### Records to process ###
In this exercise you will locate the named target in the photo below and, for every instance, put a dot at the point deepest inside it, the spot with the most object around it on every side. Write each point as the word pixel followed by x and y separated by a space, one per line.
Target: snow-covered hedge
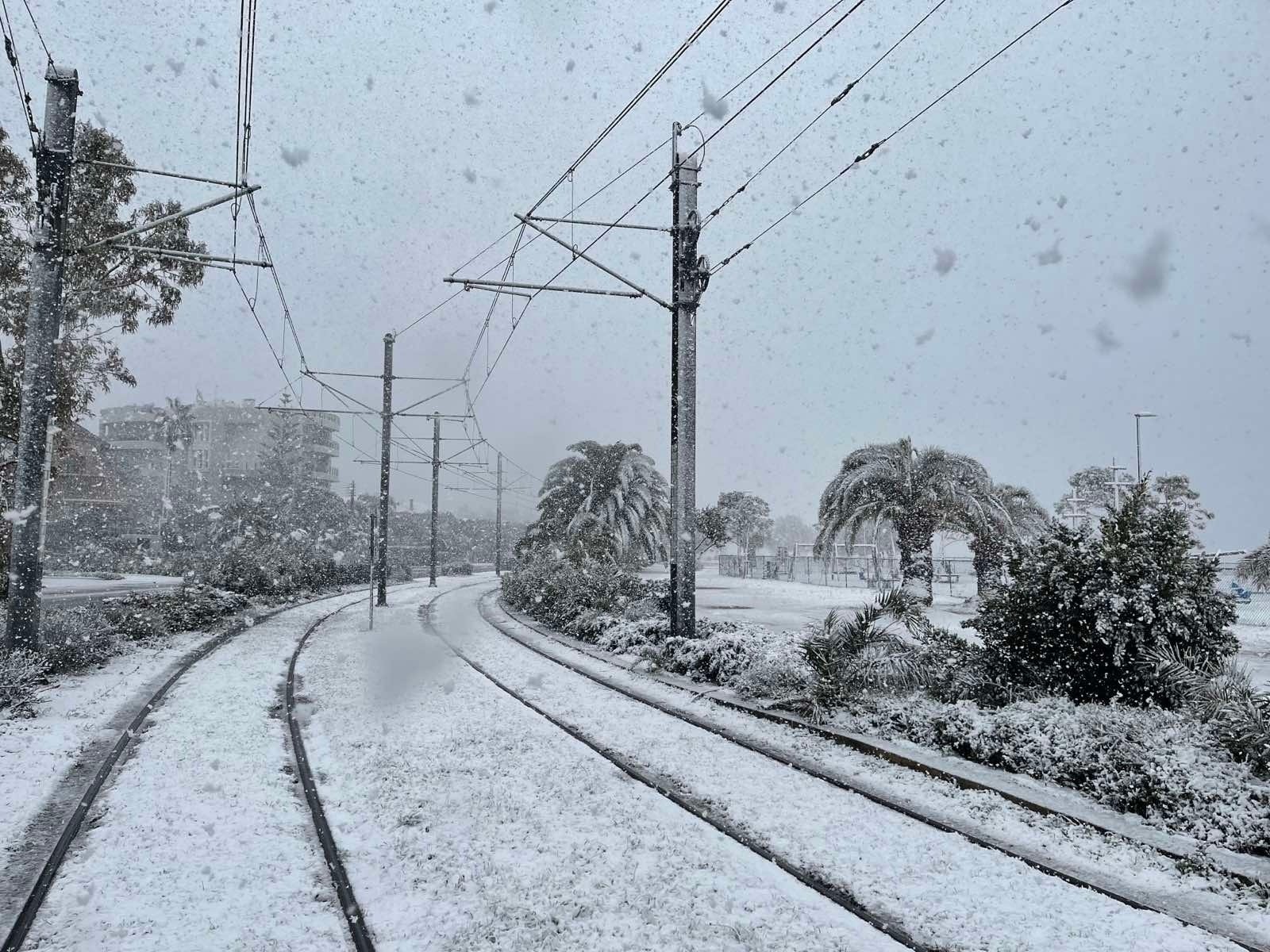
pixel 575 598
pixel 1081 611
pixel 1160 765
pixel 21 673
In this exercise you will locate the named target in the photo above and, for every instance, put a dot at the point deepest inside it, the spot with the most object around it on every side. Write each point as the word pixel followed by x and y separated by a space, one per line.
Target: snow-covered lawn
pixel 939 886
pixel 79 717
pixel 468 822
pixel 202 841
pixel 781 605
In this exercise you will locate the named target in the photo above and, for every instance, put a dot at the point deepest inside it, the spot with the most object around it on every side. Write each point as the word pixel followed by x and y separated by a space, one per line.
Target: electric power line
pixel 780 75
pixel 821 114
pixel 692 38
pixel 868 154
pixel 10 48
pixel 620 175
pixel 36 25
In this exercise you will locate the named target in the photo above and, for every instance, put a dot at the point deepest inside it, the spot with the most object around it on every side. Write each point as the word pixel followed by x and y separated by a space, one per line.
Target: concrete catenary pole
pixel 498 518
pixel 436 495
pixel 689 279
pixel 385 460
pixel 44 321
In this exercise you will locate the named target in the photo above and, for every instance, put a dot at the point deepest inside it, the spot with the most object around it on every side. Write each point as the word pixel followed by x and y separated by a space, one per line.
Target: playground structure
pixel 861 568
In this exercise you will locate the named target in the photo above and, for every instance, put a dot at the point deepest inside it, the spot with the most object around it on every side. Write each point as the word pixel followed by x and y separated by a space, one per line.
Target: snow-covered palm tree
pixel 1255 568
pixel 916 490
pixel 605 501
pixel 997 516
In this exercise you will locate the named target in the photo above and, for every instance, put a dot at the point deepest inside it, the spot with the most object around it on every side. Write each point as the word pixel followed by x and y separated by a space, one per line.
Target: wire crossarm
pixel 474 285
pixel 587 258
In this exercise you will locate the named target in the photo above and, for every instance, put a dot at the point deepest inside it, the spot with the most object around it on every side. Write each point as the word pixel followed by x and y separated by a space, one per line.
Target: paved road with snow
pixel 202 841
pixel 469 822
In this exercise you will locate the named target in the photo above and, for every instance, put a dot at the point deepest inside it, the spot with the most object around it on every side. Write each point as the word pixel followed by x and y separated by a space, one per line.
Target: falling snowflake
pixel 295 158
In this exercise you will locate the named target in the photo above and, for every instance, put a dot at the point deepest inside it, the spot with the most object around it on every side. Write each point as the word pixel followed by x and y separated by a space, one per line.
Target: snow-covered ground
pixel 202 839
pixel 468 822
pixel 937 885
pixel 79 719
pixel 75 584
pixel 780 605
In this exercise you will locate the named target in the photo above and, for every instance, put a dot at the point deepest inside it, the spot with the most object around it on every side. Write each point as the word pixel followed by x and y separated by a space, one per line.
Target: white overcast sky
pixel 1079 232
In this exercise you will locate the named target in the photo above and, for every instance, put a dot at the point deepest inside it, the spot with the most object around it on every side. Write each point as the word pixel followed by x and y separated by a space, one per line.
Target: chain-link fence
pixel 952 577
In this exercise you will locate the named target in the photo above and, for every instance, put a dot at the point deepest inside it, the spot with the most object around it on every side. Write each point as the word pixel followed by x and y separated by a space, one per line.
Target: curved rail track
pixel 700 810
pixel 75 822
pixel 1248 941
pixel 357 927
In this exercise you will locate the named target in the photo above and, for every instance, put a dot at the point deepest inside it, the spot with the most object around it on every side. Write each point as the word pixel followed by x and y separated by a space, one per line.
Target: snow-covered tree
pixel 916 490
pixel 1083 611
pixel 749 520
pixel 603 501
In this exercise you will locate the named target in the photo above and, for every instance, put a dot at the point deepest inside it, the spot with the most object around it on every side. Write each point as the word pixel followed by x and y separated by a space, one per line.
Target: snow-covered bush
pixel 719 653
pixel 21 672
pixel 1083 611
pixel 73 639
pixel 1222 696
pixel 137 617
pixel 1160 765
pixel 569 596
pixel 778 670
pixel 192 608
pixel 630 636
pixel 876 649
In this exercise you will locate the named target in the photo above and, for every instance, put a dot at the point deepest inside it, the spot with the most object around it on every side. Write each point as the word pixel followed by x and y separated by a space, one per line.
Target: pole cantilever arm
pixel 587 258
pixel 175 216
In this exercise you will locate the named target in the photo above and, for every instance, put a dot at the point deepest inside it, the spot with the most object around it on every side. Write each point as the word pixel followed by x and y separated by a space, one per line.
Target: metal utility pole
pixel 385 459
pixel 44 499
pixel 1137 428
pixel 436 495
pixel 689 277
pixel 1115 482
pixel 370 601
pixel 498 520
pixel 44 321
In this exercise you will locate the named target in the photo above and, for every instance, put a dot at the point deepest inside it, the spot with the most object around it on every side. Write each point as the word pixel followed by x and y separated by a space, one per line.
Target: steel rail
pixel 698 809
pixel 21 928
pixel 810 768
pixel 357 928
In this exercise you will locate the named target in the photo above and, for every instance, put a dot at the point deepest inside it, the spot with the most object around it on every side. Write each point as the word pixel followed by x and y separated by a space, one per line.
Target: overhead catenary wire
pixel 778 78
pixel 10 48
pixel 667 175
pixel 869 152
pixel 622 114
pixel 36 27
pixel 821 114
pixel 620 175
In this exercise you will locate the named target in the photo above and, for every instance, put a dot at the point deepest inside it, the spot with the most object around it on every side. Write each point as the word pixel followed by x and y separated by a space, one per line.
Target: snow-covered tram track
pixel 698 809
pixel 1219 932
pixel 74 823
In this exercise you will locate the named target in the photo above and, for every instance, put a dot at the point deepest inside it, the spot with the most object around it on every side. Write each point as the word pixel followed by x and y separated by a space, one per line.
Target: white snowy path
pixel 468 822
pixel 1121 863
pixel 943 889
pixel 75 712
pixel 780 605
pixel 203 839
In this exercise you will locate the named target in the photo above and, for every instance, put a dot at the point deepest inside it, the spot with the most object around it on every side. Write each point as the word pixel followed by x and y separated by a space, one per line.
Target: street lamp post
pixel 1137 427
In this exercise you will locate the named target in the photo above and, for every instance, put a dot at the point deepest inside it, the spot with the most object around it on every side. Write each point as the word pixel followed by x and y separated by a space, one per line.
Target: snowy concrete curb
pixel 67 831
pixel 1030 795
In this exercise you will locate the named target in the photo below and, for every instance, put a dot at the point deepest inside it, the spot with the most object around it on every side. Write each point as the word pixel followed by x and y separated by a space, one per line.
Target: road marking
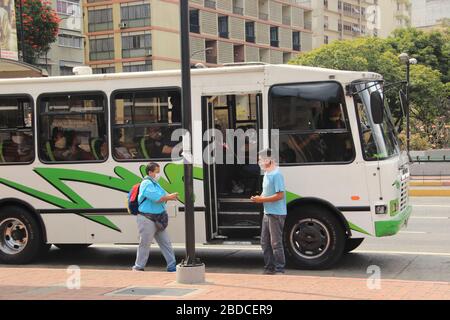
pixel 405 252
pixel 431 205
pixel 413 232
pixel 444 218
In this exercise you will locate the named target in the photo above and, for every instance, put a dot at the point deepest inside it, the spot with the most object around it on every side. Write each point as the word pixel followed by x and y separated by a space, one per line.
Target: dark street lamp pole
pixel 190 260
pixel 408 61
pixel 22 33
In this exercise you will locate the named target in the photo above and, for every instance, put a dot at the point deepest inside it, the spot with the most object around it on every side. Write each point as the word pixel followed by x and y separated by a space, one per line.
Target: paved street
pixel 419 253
###
From the first line to the last, write out the data exactly, omitting any pictures.

*Task response*.
In this exercise you will locate the named target in the photo below and, for every instance, put a dot at the point deepest inside it, the spot with the most object around it on every side. Write each point as the word pixel followed by x and y separated by a space, one per line.
Target: snow-covered hedge
pixel 575 598
pixel 1081 611
pixel 1160 765
pixel 21 673
In this exercise you will locate the named target in the photo above and, for every instance, put a dot at the point deepest inside it, the spot with the most object around it on every side. Write each point as the word pixel followed by x and y separated by a space, one per line.
Target: snow-covered lawn
pixel 939 886
pixel 79 717
pixel 468 822
pixel 202 841
pixel 781 605
In this exercise you will locate the named target in the photo above and, for every instance, put a dot at the point deepest inside it, the spot with the most object around it on every side. Write each point as the word pixel followed by x and y separated by a space, one per line.
Target: electric power line
pixel 780 75
pixel 821 114
pixel 692 38
pixel 868 154
pixel 10 48
pixel 620 175
pixel 36 25
In this exercise you will locate the named target in the photo above and, for every instance, put a dot at the point deepest inside it, the spot with the most object around it on every side. Write each point as the word pixel followed by x and y separated by a space, one per line.
Target: concrete catenary pole
pixel 498 518
pixel 436 495
pixel 689 279
pixel 385 460
pixel 44 321
In this exercise you will locate the named target in the photo above and, for every instance, put a dot at the point deepest inside it, the spot with the most object around it on every side. Write each point as the word pixel followed by x and y separated by a space, one per line.
Target: playground structure
pixel 861 568
In this exercise you will locate the named target in the photo above and, for every instance, put a dot at the point deepest inside it, the spot with the most object around it on every side. Write each point as the word pixel followed by x and y separated by a space, one per line.
Target: snow-covered palm tree
pixel 1255 568
pixel 916 490
pixel 605 501
pixel 997 516
In this exercise you will locate the named target in the photo above and, for every instance, put a dot at the point deepest inside it, the spot with the most object around it on every side. Write each point as the word pixel followed by x and y separated by a space, one per line.
Target: wire crossarm
pixel 474 285
pixel 587 258
In this exercise you will locate the named target in the photo above and, for every instance, put a dot at the point deepest inside it, the spot with the most object around it on every side. Write each point as the word pixel followed by x and y separated by a space, one per line.
Target: paved road with snow
pixel 202 841
pixel 469 822
In this exercise you will locate the named target in the photo above and, for every instance, put a dot at the point deepest inside it, the spot with the most object around it on every side. Write each point as the word pixel followed by x and y separated by a space, one per line.
Target: falling snowflake
pixel 295 158
In this exercise you will locate the named target in the photo above and, for every instance, put a dot at the point deepest inside it, the spot with the most object around it on every side. Write each point as the word pixel followed by x and y separated by a space, one per line.
Target: snow-covered ground
pixel 202 839
pixel 468 822
pixel 937 885
pixel 79 719
pixel 75 584
pixel 780 605
In this exercise you will locate the named target in the photo above and, for every instance, put a dot at the point deepest inside it, the spot with the most object around it on every side. Write each point as the word pixel followed by x and y separated by a space, one per line.
Target: white overcast sky
pixel 1079 232
In this exercise you will locate the named target in the photo above and, for every instance, put a dot at the point deepest inside it, the spot with the most object around it on every side. Write each point as the word pixel followed by x and y separated by a space, one per line.
Target: chain-link fence
pixel 952 577
In this exercise you will locate the named target in the photo above and, for every instance, put a dot at the point deepest inside it, the spot with the most object around it on every side. Write each point as the word pixel followed by x and y separated by a space, one per line.
Target: curved rail track
pixel 700 810
pixel 75 822
pixel 1248 941
pixel 357 927
In this exercise you will locate the named target in the photo above and, for every instance, put a dot at the point deepest inside it, the spot with the most object around it on every side. Write each point as the word pixel followed by x and y separated by a space, one per line.
Target: snow-covered tree
pixel 916 490
pixel 1083 611
pixel 749 520
pixel 603 501
In this exercise you will locate the named target in the photo above and, for every instance, put a dot at the point deepest inside it, the spot with the most object around it on every side. Write each point as the word pixel followed by x and y separated by a space, one per line.
Target: snow-covered bush
pixel 719 653
pixel 21 672
pixel 1083 611
pixel 73 639
pixel 1222 696
pixel 137 617
pixel 1160 765
pixel 569 596
pixel 778 670
pixel 192 608
pixel 630 636
pixel 876 649
In this exercise you will locate the named target in the photo above and, for every instance, put a dot at the point deepest inside it, the spot with the most object around it on every side. Write each point as the word pixel followed by x and y separated by a space, one per line.
Target: pole cantilever arm
pixel 587 258
pixel 175 216
In this exercise you will locate the named target in the photo above and, for every instance, put a dot at the point deepest inside it, the spot with the most object around it on every side. Write each point as the word pixel followed by x and y separated by a space, one per line.
Target: metal utility pole
pixel 385 459
pixel 44 499
pixel 1137 428
pixel 436 495
pixel 689 277
pixel 1115 482
pixel 370 601
pixel 498 520
pixel 44 321
In this exercise you will locate the named target in the photo above and, for every instance, put a dot at the point deepest inside it, the spot with the most object around it on every side. Write each point as the word pixel followed by x and y separated by a space, one per line.
Target: steel rail
pixel 698 809
pixel 21 928
pixel 810 768
pixel 357 928
In this exercise you will locate the named target in the photo above and, for every instance, put a dot at the point deepest inside it, the spot with the most object around it on every side. Write each point as the word pixel followed by x and y separated by a space, one per line.
Target: overhead catenary wire
pixel 778 78
pixel 10 48
pixel 667 175
pixel 869 152
pixel 622 114
pixel 36 27
pixel 821 114
pixel 620 175
In this exercise you will locate the named target in the photo above and, for every instance, put a dot at the point deepest inside it, the spot with the most object around it on every side. Write each point as the word pixel followed by x and y separated by a space, one per line.
Target: snow-covered tram track
pixel 698 809
pixel 1219 932
pixel 74 823
In this exercise you will locate the named target in the photo above and, for every instance, put a dot at the point deepest inside it, the spot with the most object around it on every side. Write each point as the word pixel followed by x and y separated by a space, one per line.
Target: white snowy path
pixel 468 822
pixel 1121 863
pixel 943 889
pixel 75 712
pixel 780 605
pixel 203 839
In this exercise you will locate the named target in the photo above and, for every instance, put a dot at the point deepest inside it, the spot with the most object around it on every side. Write each point as the word pixel followed by x and y separated by a space, one per line.
Target: street lamp post
pixel 1137 427
In this exercise you will locate the named target in the photo above and, for every instance, put a dot at the point deepest inside it, the spot with the most object around it on every side. Write each point as the word pixel followed by x and y separated by a space, one per line.
Target: snowy concrete curb
pixel 67 831
pixel 1030 795
In this exercise you will locate the named target in the photo below and, for every instance, put a dot at the point deepest inside it, the spot with the most object around it on every side. Write each point as the word pixel followed by x and y separated by a space, one per line.
Target: road marking
pixel 405 252
pixel 431 205
pixel 413 232
pixel 444 218
In this exercise you will locate the named target in the photo above and, for every instance, put a dot at the point deepest inside it, the spot with the most object around it on every side. Write each point as the word pixel followed by x and y separated by a space, one per line.
Target: dark street lamp pole
pixel 190 260
pixel 408 61
pixel 22 33
In this exercise you will locate the named target in the photo above and, for every instance, put a dot at the point deepest inside it, the spot with the most object around it on every side. Write each point as the word pixel followed by x and y separated by a space, one per line.
Target: paved street
pixel 419 253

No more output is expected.